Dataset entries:
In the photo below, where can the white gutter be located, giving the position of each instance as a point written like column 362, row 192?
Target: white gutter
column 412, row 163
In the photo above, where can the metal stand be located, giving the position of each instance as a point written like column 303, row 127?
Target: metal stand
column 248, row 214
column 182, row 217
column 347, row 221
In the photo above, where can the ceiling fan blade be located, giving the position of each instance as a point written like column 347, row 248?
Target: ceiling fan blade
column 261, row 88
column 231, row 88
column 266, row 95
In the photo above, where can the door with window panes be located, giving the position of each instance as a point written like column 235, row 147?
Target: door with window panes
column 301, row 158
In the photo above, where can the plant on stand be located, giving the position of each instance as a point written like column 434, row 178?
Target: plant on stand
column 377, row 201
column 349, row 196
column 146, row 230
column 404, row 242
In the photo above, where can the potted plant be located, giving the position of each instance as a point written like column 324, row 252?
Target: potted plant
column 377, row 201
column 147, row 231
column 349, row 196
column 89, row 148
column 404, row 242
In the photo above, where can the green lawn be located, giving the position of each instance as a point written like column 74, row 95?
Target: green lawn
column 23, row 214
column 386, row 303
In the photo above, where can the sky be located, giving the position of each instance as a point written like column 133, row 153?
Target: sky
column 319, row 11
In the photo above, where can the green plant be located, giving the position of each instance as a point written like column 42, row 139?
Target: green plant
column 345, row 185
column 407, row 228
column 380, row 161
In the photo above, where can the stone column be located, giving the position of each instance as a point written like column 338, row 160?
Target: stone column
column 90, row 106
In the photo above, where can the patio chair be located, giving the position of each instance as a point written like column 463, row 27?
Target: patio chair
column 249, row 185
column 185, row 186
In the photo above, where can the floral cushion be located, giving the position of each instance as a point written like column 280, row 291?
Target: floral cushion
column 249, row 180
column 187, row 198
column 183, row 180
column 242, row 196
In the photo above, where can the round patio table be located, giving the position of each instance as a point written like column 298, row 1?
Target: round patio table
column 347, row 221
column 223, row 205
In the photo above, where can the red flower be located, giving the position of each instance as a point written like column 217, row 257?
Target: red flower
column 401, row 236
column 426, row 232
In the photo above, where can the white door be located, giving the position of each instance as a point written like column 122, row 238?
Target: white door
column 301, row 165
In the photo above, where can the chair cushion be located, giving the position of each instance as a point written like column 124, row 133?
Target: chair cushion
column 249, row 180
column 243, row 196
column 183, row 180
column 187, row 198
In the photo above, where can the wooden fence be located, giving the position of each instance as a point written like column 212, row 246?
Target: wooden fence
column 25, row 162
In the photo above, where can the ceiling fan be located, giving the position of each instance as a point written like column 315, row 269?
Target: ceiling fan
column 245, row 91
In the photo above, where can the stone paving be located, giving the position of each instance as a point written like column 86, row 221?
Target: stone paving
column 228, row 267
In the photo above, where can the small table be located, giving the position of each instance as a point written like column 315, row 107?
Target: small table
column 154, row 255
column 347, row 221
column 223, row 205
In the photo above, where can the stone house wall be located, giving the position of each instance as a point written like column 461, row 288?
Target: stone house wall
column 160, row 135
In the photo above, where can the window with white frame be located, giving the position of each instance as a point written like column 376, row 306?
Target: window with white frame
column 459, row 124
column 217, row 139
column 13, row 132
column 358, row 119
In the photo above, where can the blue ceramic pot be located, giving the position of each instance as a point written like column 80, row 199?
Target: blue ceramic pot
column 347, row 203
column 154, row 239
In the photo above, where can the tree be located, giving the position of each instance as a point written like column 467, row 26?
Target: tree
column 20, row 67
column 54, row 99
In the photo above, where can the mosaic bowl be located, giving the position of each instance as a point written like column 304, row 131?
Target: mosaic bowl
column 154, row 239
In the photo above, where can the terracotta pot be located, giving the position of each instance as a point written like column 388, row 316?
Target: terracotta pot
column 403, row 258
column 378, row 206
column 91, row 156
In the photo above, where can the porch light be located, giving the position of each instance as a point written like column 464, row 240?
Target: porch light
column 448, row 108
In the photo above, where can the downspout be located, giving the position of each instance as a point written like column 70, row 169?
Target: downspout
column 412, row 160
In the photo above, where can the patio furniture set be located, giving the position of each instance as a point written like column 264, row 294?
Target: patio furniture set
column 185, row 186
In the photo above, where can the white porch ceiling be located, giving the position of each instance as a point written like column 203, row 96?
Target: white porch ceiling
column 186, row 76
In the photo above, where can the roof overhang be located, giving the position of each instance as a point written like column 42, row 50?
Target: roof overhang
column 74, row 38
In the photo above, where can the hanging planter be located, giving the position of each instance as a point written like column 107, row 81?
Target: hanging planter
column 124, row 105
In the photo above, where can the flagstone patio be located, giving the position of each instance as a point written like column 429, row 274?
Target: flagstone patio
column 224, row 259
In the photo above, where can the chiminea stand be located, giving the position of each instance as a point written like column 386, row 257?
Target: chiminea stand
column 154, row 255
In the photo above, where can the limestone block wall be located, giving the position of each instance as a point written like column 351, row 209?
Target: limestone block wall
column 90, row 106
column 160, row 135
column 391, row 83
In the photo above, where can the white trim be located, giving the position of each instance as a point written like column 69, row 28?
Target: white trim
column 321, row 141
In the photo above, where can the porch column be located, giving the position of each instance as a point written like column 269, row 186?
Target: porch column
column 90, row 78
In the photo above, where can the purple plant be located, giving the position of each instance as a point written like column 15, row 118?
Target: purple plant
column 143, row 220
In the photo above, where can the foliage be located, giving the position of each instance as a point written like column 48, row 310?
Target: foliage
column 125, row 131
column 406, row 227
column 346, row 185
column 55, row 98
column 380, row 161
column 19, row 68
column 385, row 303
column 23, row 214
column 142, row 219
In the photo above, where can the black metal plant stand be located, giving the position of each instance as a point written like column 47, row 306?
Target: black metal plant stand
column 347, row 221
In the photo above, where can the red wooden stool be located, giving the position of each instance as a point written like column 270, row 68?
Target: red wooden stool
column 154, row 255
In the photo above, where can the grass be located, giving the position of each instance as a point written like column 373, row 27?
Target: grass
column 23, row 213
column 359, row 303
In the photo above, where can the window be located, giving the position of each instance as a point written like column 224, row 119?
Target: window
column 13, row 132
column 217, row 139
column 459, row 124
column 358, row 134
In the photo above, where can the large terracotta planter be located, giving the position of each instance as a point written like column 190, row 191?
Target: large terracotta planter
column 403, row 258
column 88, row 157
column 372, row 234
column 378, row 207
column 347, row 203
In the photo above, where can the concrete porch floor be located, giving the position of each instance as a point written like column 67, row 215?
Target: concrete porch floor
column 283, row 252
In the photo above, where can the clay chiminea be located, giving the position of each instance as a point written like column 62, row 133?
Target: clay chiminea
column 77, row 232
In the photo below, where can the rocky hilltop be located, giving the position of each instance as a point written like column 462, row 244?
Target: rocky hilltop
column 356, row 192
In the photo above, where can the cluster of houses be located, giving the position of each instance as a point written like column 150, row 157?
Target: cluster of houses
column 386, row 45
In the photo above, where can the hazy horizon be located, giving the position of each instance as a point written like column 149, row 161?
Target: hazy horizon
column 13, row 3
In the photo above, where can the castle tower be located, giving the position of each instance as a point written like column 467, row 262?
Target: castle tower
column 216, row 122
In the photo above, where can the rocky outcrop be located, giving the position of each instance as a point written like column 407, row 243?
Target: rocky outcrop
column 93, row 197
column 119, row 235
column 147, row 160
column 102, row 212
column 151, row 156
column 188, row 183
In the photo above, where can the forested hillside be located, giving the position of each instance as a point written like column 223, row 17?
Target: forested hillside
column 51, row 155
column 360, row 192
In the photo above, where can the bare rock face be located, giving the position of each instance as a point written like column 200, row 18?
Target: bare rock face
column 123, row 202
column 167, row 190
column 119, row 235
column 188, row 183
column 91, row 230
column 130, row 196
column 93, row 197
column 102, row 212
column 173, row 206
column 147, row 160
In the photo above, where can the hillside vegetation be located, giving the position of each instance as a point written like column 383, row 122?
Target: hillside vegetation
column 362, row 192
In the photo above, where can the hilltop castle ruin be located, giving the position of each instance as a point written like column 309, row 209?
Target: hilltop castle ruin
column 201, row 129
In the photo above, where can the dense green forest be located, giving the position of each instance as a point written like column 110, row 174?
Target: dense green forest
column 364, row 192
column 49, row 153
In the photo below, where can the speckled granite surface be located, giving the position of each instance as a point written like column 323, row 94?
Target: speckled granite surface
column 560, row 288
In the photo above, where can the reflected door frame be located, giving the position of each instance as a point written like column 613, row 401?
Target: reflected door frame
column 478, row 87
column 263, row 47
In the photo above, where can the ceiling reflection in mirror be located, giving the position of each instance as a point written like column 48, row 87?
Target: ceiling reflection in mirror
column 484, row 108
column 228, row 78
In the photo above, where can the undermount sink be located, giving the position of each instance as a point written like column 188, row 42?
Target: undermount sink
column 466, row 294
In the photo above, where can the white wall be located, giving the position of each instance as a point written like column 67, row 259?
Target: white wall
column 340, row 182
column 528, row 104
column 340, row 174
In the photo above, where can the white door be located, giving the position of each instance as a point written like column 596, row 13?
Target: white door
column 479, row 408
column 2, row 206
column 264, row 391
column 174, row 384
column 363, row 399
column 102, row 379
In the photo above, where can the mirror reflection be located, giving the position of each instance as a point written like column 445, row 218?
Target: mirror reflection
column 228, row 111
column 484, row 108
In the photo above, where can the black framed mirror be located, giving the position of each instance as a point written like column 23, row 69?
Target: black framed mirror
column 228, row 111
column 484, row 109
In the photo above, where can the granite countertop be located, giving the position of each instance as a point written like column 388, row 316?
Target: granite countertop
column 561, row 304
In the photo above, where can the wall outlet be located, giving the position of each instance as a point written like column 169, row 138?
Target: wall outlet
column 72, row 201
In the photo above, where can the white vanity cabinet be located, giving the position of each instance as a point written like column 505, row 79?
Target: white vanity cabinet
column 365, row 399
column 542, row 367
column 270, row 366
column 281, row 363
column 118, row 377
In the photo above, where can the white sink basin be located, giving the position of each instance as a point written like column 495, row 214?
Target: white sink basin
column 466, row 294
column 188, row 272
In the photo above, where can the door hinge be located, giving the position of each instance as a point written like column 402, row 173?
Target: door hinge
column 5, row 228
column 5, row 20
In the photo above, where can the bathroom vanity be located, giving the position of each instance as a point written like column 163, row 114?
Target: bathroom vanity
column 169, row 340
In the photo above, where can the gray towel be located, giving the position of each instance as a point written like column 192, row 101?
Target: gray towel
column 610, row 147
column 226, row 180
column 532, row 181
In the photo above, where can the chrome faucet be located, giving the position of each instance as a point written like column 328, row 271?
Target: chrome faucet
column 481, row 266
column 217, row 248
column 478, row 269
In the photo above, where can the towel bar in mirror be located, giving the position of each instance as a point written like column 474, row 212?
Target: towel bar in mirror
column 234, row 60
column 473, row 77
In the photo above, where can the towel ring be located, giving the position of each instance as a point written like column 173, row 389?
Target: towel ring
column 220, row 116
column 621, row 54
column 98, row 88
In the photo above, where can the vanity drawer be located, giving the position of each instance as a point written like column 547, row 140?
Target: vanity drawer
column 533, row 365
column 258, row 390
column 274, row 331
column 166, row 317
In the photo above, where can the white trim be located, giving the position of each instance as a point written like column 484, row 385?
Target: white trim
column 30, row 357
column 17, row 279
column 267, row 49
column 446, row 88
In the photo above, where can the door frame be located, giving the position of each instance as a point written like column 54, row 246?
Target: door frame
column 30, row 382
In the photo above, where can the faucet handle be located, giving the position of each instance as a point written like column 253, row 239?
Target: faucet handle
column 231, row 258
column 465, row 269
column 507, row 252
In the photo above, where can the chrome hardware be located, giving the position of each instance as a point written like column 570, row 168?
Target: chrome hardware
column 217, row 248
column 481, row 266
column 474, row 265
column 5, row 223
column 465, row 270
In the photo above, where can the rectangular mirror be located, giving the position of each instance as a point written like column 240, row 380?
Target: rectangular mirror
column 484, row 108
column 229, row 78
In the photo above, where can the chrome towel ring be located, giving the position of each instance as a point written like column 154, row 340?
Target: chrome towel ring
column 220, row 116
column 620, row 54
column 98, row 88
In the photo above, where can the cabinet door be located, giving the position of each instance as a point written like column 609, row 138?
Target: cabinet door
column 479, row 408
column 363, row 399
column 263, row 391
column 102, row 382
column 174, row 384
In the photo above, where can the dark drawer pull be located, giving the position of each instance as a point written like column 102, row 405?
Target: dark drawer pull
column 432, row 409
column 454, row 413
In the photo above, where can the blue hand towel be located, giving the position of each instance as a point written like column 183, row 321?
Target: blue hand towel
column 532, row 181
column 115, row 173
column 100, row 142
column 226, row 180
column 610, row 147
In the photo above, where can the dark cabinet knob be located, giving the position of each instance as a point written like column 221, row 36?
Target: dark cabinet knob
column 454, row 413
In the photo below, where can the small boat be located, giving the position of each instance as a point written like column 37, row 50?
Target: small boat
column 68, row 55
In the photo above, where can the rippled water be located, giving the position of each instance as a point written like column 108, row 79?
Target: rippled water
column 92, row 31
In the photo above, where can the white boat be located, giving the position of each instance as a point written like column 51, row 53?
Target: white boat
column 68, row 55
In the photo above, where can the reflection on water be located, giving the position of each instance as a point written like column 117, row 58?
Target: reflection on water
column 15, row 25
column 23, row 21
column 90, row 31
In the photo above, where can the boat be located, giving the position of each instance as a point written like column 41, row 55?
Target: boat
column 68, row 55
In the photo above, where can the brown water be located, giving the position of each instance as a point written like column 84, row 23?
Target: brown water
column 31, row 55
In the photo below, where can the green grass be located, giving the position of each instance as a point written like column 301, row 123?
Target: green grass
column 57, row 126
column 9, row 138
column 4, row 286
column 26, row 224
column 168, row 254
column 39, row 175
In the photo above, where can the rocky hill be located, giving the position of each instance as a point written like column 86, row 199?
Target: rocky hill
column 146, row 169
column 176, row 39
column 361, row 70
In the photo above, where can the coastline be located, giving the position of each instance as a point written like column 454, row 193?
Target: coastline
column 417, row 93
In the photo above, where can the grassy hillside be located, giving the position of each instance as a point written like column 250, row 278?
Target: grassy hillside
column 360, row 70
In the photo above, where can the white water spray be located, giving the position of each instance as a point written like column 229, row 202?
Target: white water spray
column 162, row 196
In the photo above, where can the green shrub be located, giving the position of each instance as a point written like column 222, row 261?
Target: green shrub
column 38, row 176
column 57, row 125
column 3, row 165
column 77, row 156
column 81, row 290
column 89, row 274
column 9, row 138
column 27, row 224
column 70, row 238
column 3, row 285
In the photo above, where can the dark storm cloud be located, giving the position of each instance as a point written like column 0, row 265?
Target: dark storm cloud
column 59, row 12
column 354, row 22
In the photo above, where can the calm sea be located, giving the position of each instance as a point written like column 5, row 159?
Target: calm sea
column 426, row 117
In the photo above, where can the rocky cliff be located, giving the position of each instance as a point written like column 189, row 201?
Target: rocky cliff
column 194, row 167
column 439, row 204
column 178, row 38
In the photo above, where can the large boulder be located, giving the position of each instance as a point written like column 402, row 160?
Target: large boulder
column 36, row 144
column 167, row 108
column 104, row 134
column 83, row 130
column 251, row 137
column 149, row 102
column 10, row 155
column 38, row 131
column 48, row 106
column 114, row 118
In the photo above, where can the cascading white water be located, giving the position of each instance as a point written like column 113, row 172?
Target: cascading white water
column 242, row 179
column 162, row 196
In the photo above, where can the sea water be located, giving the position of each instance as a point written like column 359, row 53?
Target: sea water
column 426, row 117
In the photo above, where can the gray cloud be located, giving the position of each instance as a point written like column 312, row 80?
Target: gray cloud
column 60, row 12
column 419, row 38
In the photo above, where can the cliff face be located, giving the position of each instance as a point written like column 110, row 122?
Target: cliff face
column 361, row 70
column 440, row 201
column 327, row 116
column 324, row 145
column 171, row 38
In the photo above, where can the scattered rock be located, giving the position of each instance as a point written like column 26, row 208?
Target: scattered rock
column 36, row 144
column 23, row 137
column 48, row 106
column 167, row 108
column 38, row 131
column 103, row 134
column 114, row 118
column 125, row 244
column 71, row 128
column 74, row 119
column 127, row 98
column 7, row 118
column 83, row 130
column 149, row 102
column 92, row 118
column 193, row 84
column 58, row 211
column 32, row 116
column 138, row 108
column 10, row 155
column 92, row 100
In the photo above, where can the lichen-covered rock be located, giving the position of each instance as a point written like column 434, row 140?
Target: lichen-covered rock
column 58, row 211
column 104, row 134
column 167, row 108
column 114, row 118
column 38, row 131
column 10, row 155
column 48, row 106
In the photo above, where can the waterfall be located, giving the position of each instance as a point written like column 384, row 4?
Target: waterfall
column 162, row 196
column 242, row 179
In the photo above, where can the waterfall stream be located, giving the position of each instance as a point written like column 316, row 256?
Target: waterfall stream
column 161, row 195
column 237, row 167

→ **Your goal**
Look above for the line holding "In the photo above, where can the white wall" and the line holding "In the photo above, where can the mirror". Retype both, and every line between them, word for word and nothing else.

→ **Solution to this task**
In the photo above, where can the white wall be located, giving the position of each instance as a point written like column 67, row 259?
Target: white wall
column 340, row 182
column 528, row 104
column 340, row 174
In the photo above, where can the white door be located, giving the position of each instance as a point written like column 596, row 13?
Target: white door
column 479, row 408
column 2, row 206
column 264, row 391
column 174, row 384
column 363, row 399
column 102, row 379
In the photo above, where can the mirror reflection be located, giving the position of each instance as a point written like column 445, row 218?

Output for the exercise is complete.